BEGIN Provided entries

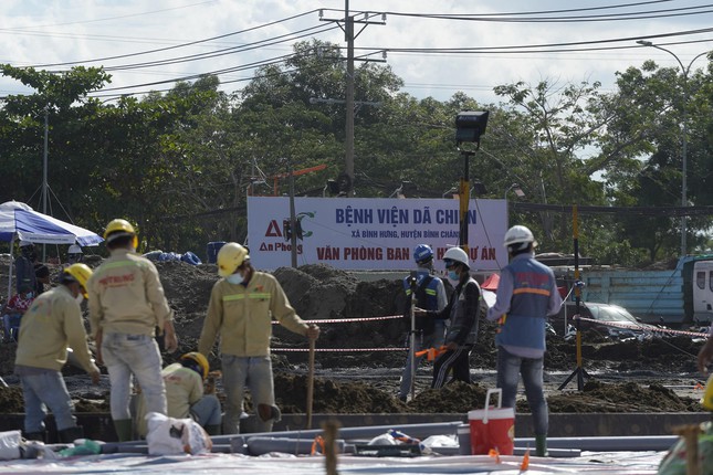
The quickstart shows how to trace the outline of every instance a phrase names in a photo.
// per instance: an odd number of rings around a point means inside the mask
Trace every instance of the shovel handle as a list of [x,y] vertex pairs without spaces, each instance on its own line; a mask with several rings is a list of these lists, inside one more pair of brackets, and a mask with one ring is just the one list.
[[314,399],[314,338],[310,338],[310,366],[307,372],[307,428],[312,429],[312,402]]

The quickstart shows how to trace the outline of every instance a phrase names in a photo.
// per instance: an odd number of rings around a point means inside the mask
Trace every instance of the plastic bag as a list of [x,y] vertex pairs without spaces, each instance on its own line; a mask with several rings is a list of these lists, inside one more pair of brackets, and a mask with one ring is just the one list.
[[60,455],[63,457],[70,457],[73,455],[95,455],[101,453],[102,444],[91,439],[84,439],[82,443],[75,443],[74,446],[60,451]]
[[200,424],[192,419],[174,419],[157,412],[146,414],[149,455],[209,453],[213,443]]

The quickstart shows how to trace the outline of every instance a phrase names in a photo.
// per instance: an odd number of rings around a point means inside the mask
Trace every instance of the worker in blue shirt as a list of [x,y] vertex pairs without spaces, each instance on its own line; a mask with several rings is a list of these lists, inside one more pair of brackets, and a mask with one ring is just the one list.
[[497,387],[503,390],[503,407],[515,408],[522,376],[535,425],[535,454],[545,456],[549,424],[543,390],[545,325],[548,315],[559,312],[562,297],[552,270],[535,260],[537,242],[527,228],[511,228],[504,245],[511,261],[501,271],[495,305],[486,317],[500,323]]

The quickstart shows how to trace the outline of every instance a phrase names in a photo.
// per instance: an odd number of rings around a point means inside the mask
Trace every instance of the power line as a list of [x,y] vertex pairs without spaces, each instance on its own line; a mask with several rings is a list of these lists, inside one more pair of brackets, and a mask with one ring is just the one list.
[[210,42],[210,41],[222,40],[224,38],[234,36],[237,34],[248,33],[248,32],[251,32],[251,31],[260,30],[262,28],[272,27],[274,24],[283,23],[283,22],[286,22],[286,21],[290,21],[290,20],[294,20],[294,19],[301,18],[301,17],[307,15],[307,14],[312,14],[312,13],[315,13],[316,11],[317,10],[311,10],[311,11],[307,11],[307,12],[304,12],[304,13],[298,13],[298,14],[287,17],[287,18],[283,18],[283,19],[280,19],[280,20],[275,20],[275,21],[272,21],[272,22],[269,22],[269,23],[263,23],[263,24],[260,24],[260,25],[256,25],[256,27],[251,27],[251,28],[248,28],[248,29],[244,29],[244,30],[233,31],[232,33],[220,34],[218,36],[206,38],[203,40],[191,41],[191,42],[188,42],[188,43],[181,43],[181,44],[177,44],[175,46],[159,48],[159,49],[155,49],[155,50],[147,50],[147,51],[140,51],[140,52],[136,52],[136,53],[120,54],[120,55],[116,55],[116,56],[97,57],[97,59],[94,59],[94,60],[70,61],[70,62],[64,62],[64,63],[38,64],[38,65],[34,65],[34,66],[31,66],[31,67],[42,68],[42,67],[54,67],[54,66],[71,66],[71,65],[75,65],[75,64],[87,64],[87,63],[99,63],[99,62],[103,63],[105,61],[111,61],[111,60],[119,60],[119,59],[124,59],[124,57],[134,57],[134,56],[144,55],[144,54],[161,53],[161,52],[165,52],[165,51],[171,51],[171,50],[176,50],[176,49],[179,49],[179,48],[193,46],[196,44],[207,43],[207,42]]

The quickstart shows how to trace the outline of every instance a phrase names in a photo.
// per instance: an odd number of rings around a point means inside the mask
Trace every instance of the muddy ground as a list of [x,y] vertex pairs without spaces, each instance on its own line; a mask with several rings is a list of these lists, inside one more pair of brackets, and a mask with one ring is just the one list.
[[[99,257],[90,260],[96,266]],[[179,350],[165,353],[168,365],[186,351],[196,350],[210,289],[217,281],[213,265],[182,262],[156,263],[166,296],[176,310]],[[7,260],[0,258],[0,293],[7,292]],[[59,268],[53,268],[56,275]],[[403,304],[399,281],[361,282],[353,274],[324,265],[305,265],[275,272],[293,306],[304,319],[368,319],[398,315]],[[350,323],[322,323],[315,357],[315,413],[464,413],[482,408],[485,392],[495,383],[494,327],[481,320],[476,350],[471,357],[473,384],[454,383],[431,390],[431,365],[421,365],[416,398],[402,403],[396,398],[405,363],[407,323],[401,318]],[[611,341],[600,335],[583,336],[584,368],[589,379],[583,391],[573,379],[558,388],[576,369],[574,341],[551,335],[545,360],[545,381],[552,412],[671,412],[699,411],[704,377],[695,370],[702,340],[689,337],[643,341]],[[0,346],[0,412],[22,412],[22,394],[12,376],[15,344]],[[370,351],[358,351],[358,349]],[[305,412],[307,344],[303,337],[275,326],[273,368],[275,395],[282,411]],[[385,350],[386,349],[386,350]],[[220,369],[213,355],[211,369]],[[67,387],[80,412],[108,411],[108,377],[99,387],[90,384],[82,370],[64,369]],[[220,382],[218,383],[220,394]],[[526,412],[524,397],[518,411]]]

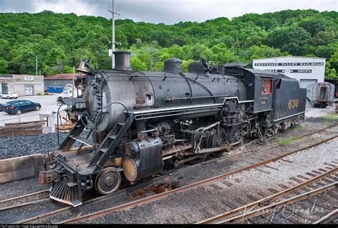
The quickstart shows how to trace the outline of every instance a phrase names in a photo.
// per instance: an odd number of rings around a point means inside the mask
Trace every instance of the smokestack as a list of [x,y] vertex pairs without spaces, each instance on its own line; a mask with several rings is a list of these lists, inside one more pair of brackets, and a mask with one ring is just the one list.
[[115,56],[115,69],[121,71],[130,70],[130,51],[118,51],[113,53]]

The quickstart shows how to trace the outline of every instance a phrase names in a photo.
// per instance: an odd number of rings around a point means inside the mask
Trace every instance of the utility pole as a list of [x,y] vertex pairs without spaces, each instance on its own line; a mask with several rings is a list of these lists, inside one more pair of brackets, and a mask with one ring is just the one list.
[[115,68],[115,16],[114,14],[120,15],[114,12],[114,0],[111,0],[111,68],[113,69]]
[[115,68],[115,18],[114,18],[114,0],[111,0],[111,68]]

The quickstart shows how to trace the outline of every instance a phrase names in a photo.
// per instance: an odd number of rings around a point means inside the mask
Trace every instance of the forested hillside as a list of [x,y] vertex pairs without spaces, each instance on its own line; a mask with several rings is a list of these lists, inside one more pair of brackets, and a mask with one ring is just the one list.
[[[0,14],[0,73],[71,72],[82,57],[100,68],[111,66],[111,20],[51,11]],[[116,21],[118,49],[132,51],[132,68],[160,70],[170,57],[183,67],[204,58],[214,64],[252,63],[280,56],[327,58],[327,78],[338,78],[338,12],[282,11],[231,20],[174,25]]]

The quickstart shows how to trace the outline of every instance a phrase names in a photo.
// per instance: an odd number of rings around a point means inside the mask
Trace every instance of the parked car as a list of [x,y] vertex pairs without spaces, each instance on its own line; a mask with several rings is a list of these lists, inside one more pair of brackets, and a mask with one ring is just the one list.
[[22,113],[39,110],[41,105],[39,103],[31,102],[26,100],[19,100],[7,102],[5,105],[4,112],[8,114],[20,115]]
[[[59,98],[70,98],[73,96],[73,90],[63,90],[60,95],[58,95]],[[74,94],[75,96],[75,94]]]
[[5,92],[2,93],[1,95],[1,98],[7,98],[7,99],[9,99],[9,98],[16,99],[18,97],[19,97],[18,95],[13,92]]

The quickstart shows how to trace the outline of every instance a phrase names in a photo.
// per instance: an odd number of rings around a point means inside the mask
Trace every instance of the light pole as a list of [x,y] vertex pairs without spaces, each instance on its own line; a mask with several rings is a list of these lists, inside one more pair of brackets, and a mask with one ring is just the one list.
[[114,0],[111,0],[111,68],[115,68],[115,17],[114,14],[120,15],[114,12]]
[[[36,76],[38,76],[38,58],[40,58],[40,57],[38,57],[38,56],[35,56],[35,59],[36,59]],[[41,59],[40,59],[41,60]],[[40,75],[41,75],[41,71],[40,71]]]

END Provided entries

Work instructions:
From the material above, pull out every line containing the string "blue" and copy each one in full. Case counts.

Expected output:
Trace every instance of the worker in blue shirt as a list of [x,y] vertex pairs without spaces, each instance on its own line; a mask with several rings is a list of these lists, inside one more pair of brackets, and a mask with one ring is just the one list.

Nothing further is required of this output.